• Treść zadania:
Na podstawie zamieszczonego niżej tekstu o polskich i czeskich dowcipach odpowiedz krótko na trzy pytania.
1. Jaką piosenkarkę wymienia dowcip o pacjencie po operacji prostaty?
2. W jakich dniach trwało praskie powstanie według przypisu redakcji?
3. Kim jest Jarosław Radimersky?

• Tekst źródłowy:

----

Czasem polityka mieszała się z erotyką. Panie doktorze, czy będę się mógł znowu kochać (po czesku milovat)? - pyta pacjent po zakończonej właśnie operacji prostaty. Jak by tu panu odpowiedzieć, zastanawia się lekarz. Z Heleną Vondraczkovą (popularną wtedy piosenkarką) to już raczej nie, ale za to Związek Radziecki może pan miłować po wieczne czasy.

Polskie poczucie wyższości wobec Czechów ujawnia się przede wszystkim w dowcipach związanych z wojną i innymi heroicznymi wydarzeniami z historii. Anegdota o filmie na temat "praskiej wiosny", który jest o kwadrans dłuższy od niej samej też należy do klasyki.

- Dlaczego w Czechach podczas II wojny światowej nie było partyzantki? - Bo gestapo się nie zgadzało. A dlaczego w czasie praskiego powstania (5-8 maja 1945 - przyp. red.) nie zajęto dworca kolejowego? Bo nikt nie sprzedawał peronówek.

Z niedostatków czeskiego heroizmu chętnie śmiejemy się także w oderwaniu od konkretnych wydarzeń historycznych: Pułk czeskiego wojska odbywa manewry. Będzie przeprawiał się przez rzekę. Generał wysyła zwiadowcę, a ten po powrocie melduje: Samoloty przelecą, czołgi przejadą, tylko muszą zamknąć włazy. A piechota? - dopytuje generał. Piechota nie przejdzie - melduje posłusznie zwiadowca. Bo przy brzegu stoi duży pies i warczy.

To, co jest powodem polskiej dumy - walka z Niemcami na wszystkich frontach II wojny światowej i silniejszy od czeskiego opór wobec komunizmu, a także skłonność do heroizowania naszych dziejów, Czechów trochę drażni. I ten stan przenika do dowcipów. Na Warszawę spadł boeing 737 - można przeczytać w nieco makabrycznym wicu na czeskiej stronie internetowej z kawałami. - Samolot rozbił się na cmentarzu. Wiadomości polskiej telewizji natychmiast podały, że znaleziono 2 tysiące trupów.

My z nich, oni z nas

- Dowcipów o Polakach nie jest w Czechach zbyt wiele - przyznaje Jarosław Radimersky, tłumacz języka czeskiego, syn Czecha i Polki. - Dzieje się tak z powodu charakterystycznej dysproporcji. W Polsce obserwujemy duże zainteresowanie Czechami i mamy sporą grupę czechofilów. U naszych sąsiadów nie ma takich książek o Polakach, jakie o Czechach pisze choćby Mariusz Szczygieł. Czesi nami mało się interesują, ciążą raczej ku Zachodowi. I mają przy tym całkiem podobne do naszego poczucie wyższości. Szczycą się tym, że w Europie Środkowej byli w XX-leciu międzywojennym jedyną demokracją i przynależnością ziem czeskich do niemieckiego cesarstwa.

----

• Wpisy z adnotacjami regionów:
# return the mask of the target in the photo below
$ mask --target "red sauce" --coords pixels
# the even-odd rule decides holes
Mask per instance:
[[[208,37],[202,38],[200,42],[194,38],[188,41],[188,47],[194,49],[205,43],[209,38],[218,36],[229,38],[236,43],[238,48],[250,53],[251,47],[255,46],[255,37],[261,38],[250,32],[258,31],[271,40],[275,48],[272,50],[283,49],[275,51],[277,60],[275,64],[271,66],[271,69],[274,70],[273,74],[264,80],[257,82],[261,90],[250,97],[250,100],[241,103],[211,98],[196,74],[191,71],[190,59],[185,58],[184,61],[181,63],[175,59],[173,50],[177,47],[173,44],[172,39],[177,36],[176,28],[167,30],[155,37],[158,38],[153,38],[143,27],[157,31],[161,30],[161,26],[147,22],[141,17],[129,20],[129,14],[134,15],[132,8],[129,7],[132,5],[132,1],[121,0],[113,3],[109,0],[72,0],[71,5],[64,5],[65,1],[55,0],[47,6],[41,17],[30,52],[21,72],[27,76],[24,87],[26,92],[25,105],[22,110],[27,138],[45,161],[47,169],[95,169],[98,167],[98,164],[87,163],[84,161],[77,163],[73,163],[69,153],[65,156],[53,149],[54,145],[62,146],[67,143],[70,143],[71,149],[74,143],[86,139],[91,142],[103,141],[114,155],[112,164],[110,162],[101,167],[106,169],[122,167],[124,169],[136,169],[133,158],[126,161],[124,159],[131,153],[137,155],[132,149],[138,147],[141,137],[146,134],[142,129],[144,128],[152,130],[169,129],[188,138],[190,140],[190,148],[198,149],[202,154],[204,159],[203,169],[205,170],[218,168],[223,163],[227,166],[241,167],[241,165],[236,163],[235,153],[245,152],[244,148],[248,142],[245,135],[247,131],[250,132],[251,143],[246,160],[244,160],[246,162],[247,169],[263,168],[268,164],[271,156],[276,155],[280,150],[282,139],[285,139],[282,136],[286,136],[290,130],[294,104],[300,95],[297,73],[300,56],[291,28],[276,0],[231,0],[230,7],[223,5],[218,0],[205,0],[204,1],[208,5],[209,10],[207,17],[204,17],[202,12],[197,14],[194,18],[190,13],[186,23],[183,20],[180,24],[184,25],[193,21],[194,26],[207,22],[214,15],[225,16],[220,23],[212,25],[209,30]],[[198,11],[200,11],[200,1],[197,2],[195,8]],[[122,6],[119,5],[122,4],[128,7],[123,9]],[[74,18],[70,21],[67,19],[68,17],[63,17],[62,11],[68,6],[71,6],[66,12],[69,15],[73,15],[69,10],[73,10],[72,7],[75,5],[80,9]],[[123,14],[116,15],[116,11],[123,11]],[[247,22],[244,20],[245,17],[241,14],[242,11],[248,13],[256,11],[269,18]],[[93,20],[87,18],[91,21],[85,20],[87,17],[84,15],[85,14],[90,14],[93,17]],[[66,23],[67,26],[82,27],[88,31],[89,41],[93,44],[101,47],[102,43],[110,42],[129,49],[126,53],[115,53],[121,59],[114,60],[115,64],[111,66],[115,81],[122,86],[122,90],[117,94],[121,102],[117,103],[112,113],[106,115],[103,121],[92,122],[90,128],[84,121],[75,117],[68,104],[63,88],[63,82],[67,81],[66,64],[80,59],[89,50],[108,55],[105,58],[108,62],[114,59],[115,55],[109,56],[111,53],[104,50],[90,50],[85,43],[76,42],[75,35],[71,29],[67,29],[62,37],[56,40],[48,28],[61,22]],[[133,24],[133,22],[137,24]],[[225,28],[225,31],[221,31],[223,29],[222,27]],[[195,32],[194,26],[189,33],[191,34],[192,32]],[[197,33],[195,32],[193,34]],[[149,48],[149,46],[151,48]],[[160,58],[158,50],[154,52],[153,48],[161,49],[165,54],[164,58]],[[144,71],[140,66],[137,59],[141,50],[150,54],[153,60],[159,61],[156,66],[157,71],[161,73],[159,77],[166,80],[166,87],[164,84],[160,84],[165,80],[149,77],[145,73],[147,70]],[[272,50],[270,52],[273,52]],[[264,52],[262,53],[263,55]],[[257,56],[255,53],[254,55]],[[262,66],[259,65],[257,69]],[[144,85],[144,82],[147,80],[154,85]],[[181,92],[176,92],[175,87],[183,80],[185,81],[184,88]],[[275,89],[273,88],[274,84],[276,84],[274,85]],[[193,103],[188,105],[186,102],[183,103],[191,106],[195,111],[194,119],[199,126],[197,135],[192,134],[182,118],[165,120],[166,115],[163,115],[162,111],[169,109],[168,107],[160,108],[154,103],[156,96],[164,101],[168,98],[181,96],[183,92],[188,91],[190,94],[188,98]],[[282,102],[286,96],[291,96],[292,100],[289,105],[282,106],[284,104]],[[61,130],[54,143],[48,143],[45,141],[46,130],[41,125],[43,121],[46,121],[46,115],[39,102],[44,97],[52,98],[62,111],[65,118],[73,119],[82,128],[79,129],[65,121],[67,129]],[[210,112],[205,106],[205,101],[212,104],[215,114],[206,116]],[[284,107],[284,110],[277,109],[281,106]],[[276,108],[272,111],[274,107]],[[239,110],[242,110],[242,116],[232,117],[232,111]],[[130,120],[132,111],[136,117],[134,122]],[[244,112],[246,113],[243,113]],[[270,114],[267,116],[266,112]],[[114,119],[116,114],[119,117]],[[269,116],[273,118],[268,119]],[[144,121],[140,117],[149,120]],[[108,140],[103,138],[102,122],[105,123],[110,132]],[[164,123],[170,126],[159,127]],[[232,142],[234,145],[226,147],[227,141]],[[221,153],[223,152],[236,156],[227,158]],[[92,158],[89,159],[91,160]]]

----

• Rozwiązanie zadania:
1. Helenę Vondraczkovą.
2. Od 5 do 8 maja 1945 roku.
3. Tłumaczem języka czeskiego, synem Czecha i Polki.